### Work item
Go over the entries below line by line, copying each one that contains the word "metal".

### Data
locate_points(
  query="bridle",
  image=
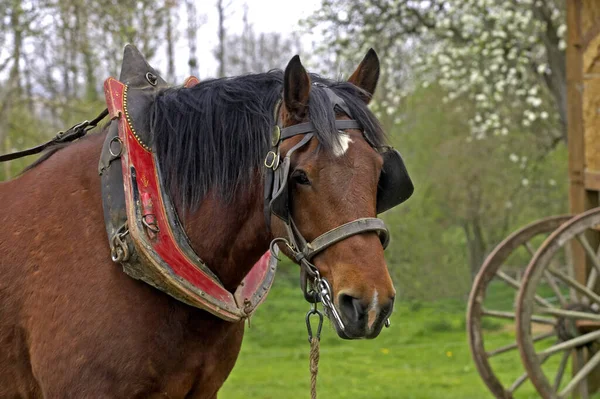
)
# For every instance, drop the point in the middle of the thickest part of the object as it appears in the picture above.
(315, 287)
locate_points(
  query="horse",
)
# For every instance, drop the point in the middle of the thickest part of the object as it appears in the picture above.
(73, 325)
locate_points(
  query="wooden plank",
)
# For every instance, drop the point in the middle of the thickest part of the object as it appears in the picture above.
(592, 180)
(583, 94)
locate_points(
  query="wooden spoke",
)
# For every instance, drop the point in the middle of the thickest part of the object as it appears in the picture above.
(571, 314)
(476, 313)
(506, 348)
(571, 343)
(529, 248)
(576, 285)
(516, 285)
(555, 288)
(518, 382)
(582, 373)
(591, 283)
(561, 370)
(523, 377)
(511, 316)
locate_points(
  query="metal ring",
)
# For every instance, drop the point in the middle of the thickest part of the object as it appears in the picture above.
(272, 160)
(311, 312)
(150, 226)
(151, 78)
(115, 139)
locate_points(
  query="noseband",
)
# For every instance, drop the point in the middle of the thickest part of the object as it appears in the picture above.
(315, 287)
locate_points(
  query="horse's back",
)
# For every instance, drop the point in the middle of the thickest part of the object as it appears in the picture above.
(49, 216)
(72, 324)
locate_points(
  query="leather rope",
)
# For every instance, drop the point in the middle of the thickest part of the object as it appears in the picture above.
(314, 365)
(72, 134)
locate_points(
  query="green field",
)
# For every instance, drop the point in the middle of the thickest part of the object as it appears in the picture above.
(423, 355)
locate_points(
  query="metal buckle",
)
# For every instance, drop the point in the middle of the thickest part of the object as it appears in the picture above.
(119, 250)
(272, 160)
(325, 293)
(275, 135)
(314, 311)
(117, 140)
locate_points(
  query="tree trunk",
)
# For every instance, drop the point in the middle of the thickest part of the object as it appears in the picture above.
(170, 44)
(192, 28)
(221, 48)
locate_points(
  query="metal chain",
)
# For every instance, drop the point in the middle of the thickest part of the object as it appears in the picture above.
(314, 366)
(119, 249)
(314, 341)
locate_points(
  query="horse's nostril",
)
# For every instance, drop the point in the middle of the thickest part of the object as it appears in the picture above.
(352, 307)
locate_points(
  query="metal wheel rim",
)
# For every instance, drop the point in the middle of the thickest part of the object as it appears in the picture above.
(525, 305)
(478, 292)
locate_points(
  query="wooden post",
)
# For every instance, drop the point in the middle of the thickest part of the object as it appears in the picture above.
(583, 114)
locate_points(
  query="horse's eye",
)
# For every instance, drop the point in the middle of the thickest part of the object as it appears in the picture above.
(300, 177)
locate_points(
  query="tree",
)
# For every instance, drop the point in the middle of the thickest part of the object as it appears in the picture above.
(258, 52)
(506, 57)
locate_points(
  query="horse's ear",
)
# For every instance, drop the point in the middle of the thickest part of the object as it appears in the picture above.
(367, 74)
(296, 88)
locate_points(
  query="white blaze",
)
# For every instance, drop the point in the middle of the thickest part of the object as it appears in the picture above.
(341, 147)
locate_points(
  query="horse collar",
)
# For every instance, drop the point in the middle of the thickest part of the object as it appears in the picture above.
(145, 234)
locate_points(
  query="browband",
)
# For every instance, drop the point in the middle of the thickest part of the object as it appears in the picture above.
(308, 127)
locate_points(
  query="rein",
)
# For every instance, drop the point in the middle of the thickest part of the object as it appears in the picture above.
(73, 133)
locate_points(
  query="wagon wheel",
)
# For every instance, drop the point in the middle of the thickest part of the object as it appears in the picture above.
(576, 317)
(491, 271)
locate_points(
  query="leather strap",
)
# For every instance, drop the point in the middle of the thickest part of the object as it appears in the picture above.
(344, 231)
(308, 127)
(72, 134)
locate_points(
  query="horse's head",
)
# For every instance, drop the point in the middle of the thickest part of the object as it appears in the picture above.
(335, 181)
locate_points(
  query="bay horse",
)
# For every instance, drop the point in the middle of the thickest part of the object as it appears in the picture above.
(73, 325)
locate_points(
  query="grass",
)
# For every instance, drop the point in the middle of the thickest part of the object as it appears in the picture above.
(424, 355)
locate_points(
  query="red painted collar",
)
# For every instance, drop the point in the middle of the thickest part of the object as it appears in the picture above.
(167, 261)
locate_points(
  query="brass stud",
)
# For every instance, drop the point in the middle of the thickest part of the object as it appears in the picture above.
(275, 135)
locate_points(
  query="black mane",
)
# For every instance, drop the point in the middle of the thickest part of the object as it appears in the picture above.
(215, 135)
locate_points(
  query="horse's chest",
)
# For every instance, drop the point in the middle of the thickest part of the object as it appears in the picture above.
(203, 364)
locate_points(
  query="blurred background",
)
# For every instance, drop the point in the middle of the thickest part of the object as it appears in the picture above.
(472, 93)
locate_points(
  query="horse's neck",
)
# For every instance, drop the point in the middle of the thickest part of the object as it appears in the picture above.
(230, 238)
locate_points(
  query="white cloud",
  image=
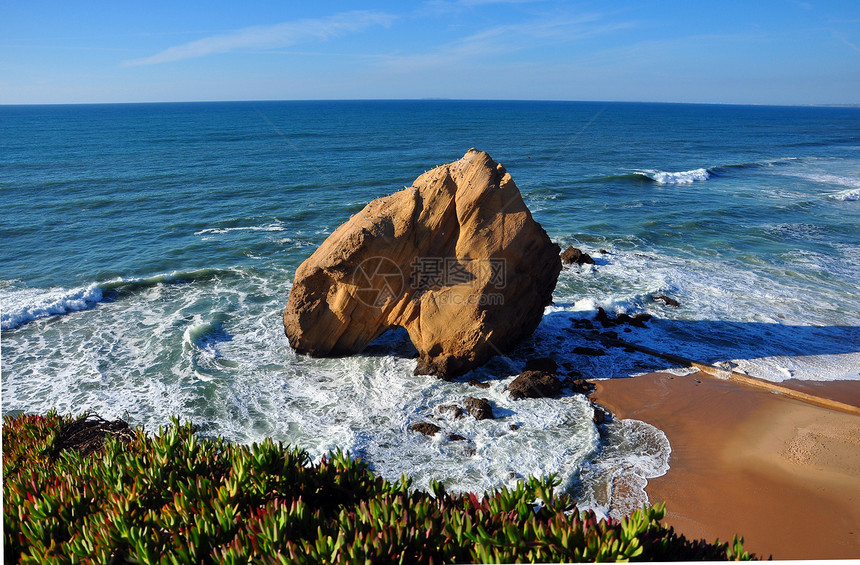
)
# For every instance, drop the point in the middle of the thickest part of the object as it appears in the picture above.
(505, 39)
(270, 37)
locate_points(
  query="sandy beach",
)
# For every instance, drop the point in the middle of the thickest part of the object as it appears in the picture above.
(782, 473)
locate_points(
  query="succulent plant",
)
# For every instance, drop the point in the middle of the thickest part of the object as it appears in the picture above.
(174, 497)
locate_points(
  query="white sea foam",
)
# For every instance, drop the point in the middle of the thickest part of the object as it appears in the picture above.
(632, 453)
(850, 195)
(244, 228)
(26, 305)
(214, 353)
(770, 325)
(680, 177)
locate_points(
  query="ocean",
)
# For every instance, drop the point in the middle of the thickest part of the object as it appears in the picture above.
(148, 251)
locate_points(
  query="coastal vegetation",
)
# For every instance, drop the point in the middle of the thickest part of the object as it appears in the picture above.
(82, 489)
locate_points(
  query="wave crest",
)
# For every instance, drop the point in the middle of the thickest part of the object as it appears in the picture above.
(678, 177)
(34, 304)
(850, 195)
(23, 306)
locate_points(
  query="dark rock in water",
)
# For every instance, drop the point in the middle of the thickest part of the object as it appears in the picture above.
(592, 351)
(480, 408)
(572, 255)
(456, 259)
(666, 300)
(580, 386)
(543, 364)
(426, 428)
(534, 384)
(637, 320)
(452, 409)
(604, 319)
(610, 335)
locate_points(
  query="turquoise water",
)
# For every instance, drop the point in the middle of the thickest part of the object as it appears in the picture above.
(148, 250)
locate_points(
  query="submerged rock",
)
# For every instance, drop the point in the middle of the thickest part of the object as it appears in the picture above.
(573, 255)
(479, 408)
(534, 384)
(544, 364)
(456, 259)
(426, 428)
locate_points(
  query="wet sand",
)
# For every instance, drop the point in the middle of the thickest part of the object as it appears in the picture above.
(783, 474)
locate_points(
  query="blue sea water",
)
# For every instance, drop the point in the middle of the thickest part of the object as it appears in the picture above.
(147, 252)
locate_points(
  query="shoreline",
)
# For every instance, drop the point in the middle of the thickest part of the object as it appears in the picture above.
(783, 474)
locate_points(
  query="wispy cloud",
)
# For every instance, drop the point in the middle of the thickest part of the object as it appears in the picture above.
(270, 37)
(504, 39)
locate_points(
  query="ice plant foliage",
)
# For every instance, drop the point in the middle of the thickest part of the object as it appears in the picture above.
(178, 498)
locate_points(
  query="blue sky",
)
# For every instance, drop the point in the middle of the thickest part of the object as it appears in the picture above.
(751, 52)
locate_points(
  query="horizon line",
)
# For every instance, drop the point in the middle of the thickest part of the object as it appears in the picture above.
(438, 99)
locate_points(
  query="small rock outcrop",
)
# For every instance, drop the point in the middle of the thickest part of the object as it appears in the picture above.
(425, 428)
(479, 408)
(456, 259)
(575, 256)
(534, 384)
(543, 364)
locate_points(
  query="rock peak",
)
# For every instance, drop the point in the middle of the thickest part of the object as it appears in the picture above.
(456, 259)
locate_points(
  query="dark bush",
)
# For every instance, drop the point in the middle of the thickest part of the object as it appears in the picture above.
(178, 498)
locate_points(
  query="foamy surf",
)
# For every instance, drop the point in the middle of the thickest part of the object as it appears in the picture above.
(850, 195)
(679, 177)
(25, 305)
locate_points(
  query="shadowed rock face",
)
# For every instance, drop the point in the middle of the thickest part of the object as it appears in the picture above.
(456, 259)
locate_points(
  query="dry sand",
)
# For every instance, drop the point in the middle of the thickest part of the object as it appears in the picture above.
(783, 474)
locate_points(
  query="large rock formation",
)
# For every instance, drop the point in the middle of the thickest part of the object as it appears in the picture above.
(456, 259)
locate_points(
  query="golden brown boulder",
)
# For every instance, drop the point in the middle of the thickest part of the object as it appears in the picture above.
(456, 259)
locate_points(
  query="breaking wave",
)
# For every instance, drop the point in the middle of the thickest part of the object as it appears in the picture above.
(20, 307)
(679, 177)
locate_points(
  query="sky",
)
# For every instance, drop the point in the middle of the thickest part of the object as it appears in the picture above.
(694, 51)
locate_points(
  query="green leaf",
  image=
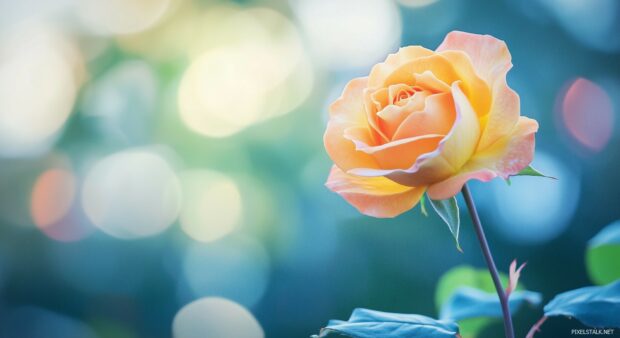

### Completed exercise
  query="metal ring",
  query="metal buckle",
  query="metal chain",
  query="metal wheel rim",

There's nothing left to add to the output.